## Questions on the material
1. Rewrite the complaint-handling conclusion between "Our results show" and "of burdening them.", inclusive, switching "domain experts" to "subject-matter experts".
2. Proceed with the conclusion on automating medical complaint handling, starting after its final sentence.

7 Conclusion and Outlook

In this contribution, we consider the potentials of automating complaint handling processes in the medical technology industry. After examining those potentials in the 8D reference process, we use data from a large manufacturer of medical products to design, implement, and evaluate a prototype for providing automated support to the second step of the 8D process (problem description). This prototype consists of a deep neural network, which is able to assign the correct error source to a textual complaint description in more than 75% of all cases. We evaluated numerous network configurations to identify the network with the highest performance. The performance of our approach was 3 times better than the keyword based naïve classifier which we used as a baseline comparison. It overall performed better than a random forest classifier and could better distinguish different complaint classes. In addition, we examined the organizational and technical challenges of automating complaint handling process.

Our results show the general potential of machine learning for process automation in medical technology. Compared to “classical” approaches for process automation, such as keyword search, ML has several advantages. First, it relies on only little domain knowledge (such as potential symptoms of patients or malfunctioning products). This knowledge is difficult to acquire and codify, requiring a high level of engagement by domain experts. Second, ML is able to deal with customer-specific vocabulary choices, considering semantic instead of syntactic matches with the given categories. Third, it may identify patterns and draw conclusions, which domain experts may have overlooked. So, ML has the potential to support employees instead of burdening them.

## Dataset entries
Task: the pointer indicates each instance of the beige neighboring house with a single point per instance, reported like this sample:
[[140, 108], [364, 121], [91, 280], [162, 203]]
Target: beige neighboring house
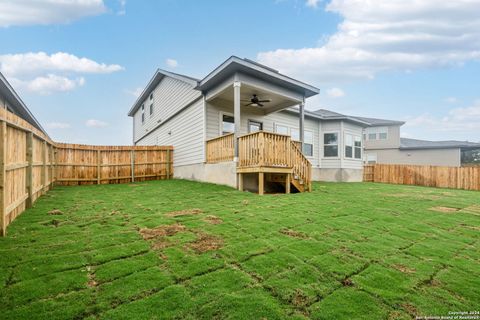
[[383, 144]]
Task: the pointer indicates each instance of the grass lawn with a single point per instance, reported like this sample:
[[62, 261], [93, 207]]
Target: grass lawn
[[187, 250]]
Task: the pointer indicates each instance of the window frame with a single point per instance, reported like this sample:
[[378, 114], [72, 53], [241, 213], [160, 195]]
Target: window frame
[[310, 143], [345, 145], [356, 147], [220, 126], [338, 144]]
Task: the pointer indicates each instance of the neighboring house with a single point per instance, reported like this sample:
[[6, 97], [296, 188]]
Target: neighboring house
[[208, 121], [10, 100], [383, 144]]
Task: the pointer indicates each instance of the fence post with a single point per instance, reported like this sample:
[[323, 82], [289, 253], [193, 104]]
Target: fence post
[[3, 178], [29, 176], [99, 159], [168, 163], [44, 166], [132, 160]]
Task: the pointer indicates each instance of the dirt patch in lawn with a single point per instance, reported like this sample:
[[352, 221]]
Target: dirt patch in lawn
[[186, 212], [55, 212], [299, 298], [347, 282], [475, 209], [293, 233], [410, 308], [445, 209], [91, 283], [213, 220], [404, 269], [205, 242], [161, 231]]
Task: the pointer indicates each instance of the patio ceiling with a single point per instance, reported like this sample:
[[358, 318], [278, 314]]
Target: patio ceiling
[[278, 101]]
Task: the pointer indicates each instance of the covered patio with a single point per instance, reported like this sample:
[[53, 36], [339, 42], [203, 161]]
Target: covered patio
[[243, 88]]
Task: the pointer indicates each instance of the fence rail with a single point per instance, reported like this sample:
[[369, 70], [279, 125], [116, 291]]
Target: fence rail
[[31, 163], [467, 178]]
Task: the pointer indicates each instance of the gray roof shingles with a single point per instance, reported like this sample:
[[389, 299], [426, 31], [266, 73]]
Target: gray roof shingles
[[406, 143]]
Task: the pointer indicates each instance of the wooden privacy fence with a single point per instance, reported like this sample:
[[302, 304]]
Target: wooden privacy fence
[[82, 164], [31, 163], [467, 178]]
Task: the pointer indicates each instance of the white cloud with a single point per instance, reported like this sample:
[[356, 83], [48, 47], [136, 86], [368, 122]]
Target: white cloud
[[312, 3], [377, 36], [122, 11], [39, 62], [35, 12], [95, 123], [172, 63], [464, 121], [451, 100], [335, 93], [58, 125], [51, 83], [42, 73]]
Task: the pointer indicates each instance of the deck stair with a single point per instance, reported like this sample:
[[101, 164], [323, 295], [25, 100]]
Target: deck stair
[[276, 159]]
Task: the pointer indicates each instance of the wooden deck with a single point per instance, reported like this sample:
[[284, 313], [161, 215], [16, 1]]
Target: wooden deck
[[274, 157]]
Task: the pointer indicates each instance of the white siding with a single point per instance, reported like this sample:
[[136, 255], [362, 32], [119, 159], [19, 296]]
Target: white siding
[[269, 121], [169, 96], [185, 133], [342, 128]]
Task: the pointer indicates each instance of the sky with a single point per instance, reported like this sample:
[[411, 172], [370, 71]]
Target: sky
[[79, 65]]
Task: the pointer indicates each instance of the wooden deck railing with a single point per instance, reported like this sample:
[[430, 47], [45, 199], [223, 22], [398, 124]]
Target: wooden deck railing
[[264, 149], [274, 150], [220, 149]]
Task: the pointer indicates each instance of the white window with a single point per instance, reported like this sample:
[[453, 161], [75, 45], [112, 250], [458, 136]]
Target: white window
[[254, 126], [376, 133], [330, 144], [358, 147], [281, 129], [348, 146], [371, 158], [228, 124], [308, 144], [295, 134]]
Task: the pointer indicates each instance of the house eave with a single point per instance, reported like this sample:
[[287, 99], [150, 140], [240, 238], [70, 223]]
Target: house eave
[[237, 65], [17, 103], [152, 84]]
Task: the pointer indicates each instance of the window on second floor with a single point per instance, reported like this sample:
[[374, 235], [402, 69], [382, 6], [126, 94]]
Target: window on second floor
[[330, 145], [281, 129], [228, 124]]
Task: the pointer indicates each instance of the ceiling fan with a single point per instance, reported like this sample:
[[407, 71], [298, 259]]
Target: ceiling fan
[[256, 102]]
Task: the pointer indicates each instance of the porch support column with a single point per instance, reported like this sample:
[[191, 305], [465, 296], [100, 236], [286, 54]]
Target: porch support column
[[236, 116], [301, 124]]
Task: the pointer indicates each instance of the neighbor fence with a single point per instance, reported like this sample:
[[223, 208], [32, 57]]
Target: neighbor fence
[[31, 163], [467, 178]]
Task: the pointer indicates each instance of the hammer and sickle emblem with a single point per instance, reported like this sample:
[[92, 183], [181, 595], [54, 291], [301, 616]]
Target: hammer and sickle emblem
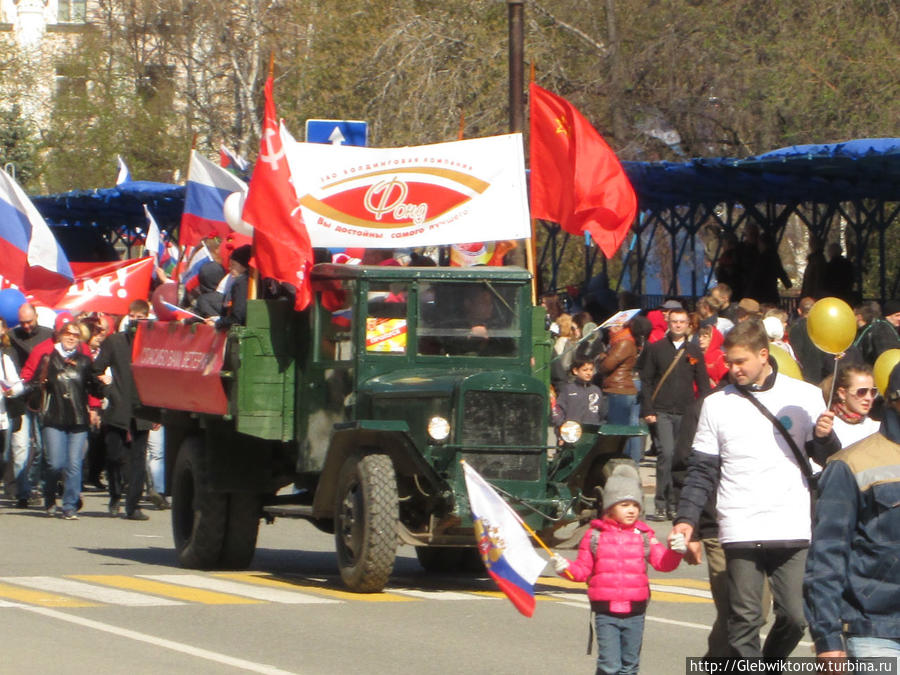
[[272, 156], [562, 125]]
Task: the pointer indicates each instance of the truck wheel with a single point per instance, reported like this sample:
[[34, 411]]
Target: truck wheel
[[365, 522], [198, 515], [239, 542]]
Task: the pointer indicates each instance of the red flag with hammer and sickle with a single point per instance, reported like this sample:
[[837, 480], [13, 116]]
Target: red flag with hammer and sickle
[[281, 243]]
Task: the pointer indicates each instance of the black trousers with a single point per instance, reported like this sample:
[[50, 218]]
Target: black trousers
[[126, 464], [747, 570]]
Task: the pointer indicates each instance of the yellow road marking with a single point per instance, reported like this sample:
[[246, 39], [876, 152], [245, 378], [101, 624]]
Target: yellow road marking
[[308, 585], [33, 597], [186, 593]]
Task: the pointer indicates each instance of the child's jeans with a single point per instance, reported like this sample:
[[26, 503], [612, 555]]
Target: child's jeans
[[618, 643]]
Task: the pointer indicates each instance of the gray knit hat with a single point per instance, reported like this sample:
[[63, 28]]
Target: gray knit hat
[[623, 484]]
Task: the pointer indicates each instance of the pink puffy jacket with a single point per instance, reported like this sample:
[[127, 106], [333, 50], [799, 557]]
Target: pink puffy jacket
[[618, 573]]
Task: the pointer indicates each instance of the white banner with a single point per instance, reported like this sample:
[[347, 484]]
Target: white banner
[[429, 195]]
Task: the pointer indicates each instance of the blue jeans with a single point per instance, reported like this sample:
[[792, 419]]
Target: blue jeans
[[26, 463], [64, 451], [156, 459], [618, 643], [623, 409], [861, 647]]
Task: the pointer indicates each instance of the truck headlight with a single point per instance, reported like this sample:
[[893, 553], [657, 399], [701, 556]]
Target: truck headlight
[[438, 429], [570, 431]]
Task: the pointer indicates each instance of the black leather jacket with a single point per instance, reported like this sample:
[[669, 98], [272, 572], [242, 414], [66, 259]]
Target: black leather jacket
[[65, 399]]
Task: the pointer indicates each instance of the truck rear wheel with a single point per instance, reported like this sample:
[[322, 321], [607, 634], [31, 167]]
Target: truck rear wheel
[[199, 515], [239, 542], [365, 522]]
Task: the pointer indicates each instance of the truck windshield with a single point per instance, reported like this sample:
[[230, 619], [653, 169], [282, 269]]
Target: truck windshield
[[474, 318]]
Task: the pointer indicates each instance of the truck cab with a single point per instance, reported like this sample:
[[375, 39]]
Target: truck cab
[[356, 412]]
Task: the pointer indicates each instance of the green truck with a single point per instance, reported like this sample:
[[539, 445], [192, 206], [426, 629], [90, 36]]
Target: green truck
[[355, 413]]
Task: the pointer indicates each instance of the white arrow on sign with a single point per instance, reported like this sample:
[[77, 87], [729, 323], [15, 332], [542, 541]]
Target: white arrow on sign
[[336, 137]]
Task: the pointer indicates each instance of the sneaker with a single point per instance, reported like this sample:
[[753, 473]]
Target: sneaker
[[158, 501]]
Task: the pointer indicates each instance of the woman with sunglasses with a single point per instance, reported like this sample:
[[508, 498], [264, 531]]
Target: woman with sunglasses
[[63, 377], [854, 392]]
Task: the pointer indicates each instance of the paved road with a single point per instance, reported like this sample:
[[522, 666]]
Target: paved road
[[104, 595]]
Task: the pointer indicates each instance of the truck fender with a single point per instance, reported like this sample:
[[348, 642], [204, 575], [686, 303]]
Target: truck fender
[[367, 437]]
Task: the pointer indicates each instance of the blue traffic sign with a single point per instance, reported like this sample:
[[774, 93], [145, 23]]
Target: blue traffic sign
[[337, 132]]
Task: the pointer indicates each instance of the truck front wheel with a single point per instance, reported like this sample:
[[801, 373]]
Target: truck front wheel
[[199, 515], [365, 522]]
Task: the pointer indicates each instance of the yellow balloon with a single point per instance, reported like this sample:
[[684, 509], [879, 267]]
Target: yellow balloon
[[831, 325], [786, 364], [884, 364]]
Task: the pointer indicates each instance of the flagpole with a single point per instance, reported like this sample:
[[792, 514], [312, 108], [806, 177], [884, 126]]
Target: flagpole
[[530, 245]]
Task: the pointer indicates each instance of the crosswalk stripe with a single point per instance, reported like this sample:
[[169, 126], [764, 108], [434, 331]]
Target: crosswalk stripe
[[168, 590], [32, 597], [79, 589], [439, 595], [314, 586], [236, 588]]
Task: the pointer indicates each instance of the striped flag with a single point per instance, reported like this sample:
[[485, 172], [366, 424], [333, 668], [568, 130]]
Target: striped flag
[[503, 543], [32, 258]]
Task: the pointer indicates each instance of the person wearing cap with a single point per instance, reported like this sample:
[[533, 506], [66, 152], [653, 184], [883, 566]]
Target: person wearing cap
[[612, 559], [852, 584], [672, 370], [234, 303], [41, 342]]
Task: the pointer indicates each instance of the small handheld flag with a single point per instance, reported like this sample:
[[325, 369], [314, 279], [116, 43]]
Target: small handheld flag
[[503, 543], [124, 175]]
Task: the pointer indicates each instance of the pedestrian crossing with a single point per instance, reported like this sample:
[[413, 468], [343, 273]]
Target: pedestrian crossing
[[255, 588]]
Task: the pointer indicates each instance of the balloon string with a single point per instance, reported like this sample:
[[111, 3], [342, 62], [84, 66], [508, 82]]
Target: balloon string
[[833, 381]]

## Answers for the exercise
1.
Our results show the general potential of machine learning for process automation in medical technology. Compared to “classical” approaches for process automation, such as keyword search, ML has several advantages. First, it relies on only little domain knowledge (such as potential symptoms of patients or malfunctioning products). This knowledge is difficult to acquire and codify, requiring a high level of engagement by subject-matter experts. Second, ML is able to deal with customer-specific vocabulary choices, considering semantic instead of syntactic matches with the given categories. Third, it may identify patterns and draw conclusions, which subject-matter experts may have overlooked. So, ML has the potential to support employees instead of burdening them.

2.
Partial automation of the complaint handling process supports employees in their work, leaving them with more time to identify and remove the causes of occurring complaints. This is particularly relevant for less experienced employees, since the necessary experience for quickly filing an 8D report can be at least partially replaced by a trained neural network. However, it is infeasible for the medical technology industry to fully automate its complaint handling process and remove the human employee from the decision process, at least for the foreseeable future. The evaluation of, e.g., the complaint criticality is an extensive decision, which can lead to official sanctions or expensive recalls, damaging a company’s reputation and its revenue. In case of a critical error, the final assessment will not be automated, but be carried out by an employee, or rather a team of employees, instead.

In addition, automation is also relevant for system validation. All production-relevant IT systems in a controlled production environment must be formally validated, documented, and tested, before the company is allowed to use them. From this point on, the validated computer system may only be changed within very strict boundaries. Inspectors from public health agencies, such as the American Food and Drug Administration (FDA), perform regular on-site audits of those systems and ban companies from selling in their respective markets if the systems are not properly validated. If a neural network made independent decisions within a process related to the manufacturing of medical products instead of just supporting the employees in their decisions, it would be regarded as a production-relevant system. This would be problematic for two reasons. First, the training stage of a neural network is a non-deterministic process, so a validated network could not be retrained on new data, even if that would improve its performance. Second, the auditor might require an explanation of the decision that the system makes, which is difficult to provide for black-box models like neural networks. On the other hand, the network’s decision may be better than those of the human employee, so it would not make sense not to use them. This is a fundamental dilemma of the regulated environment, which the industry and public authorities have to address in order to find the best approach to promote public health in the future.